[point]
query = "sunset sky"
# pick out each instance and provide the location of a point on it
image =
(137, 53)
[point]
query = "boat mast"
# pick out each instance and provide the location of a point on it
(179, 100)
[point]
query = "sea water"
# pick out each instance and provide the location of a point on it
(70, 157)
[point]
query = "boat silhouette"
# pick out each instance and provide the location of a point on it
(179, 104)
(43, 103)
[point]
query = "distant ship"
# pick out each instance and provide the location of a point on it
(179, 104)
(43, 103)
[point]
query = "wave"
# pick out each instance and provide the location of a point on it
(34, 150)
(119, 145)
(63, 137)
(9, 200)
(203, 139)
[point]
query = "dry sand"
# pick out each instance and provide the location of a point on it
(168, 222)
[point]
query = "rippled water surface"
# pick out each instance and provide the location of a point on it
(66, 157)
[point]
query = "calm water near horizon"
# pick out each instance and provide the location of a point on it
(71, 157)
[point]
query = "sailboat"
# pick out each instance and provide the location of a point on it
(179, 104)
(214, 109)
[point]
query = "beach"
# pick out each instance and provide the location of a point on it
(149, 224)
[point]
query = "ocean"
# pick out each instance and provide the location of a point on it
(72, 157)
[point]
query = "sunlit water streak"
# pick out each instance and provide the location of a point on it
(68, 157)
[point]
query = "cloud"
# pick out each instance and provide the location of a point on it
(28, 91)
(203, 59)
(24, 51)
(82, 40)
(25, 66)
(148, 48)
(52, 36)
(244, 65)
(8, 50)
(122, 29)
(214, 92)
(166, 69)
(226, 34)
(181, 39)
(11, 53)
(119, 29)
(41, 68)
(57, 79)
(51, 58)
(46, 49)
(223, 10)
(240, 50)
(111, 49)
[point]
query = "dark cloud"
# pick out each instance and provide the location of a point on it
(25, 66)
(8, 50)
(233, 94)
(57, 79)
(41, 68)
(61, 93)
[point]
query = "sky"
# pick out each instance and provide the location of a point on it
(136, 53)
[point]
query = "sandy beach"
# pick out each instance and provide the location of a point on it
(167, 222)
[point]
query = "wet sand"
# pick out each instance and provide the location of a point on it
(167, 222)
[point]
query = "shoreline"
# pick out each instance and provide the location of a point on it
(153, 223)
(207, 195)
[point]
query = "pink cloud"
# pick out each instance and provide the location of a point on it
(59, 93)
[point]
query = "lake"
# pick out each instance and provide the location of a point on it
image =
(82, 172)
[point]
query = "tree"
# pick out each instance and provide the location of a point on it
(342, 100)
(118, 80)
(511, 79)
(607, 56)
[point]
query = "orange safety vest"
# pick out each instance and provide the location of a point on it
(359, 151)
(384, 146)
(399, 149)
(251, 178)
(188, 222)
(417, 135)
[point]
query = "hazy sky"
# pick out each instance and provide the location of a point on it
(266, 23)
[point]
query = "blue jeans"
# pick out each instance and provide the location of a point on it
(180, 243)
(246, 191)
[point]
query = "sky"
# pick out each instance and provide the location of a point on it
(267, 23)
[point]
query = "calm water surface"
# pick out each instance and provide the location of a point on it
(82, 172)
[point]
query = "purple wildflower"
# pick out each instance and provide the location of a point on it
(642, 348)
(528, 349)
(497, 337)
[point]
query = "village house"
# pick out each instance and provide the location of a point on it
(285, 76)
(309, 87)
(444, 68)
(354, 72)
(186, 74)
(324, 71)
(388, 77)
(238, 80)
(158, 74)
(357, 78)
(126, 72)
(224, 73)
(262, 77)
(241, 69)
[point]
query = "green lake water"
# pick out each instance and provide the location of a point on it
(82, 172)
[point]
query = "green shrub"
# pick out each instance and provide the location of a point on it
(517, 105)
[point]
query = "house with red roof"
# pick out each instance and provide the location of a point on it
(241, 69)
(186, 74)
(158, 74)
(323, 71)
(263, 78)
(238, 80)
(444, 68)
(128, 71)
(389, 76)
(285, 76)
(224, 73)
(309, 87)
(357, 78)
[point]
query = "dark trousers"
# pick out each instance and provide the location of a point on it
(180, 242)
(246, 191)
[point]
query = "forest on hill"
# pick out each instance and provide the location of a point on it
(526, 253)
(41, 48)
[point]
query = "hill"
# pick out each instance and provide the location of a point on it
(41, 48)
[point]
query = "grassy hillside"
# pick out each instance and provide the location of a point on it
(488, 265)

What to produce
Your answer should consist only of the number of lines in the entries above that include "surface".

Response to this task
2